-- Task --
Copy the data as given. No line may be skipped.

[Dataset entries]
****

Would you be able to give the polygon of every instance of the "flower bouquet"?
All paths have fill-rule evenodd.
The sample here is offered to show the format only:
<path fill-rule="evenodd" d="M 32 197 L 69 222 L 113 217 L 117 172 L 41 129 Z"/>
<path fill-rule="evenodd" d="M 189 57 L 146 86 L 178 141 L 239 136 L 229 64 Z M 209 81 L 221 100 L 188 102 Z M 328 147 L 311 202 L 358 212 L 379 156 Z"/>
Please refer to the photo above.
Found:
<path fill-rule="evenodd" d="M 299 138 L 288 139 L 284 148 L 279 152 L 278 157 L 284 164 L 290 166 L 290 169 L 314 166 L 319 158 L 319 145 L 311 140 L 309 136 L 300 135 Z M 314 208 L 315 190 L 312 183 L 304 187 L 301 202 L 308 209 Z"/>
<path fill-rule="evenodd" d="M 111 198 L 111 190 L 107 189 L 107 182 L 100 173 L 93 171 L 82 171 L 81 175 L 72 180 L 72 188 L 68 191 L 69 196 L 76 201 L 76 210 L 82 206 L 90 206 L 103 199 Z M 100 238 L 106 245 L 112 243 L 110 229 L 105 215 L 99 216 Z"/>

****

-- Response to this task --
Would you be able to give the polygon of every instance of the "flower bouquet"?
All paths have fill-rule evenodd.
The sample here is offered to show the format only:
<path fill-rule="evenodd" d="M 32 197 L 69 222 L 113 217 L 117 172 L 41 129 Z"/>
<path fill-rule="evenodd" d="M 189 57 L 146 86 L 178 141 L 239 136 L 229 64 Z M 209 81 L 221 100 L 188 102 Z M 328 147 L 311 202 L 358 212 L 379 156 Z"/>
Please refer to the photo above.
Found:
<path fill-rule="evenodd" d="M 299 138 L 288 139 L 284 148 L 279 152 L 278 157 L 284 164 L 290 166 L 290 169 L 314 166 L 319 158 L 319 145 L 311 140 L 309 136 L 300 135 Z M 314 208 L 315 190 L 312 183 L 304 187 L 301 202 L 308 209 Z"/>
<path fill-rule="evenodd" d="M 111 198 L 111 190 L 107 189 L 107 182 L 100 173 L 93 171 L 82 171 L 81 175 L 72 180 L 72 188 L 68 191 L 69 196 L 76 201 L 76 210 L 82 206 L 90 206 L 103 199 Z M 100 238 L 106 245 L 112 243 L 110 229 L 105 215 L 99 216 Z"/>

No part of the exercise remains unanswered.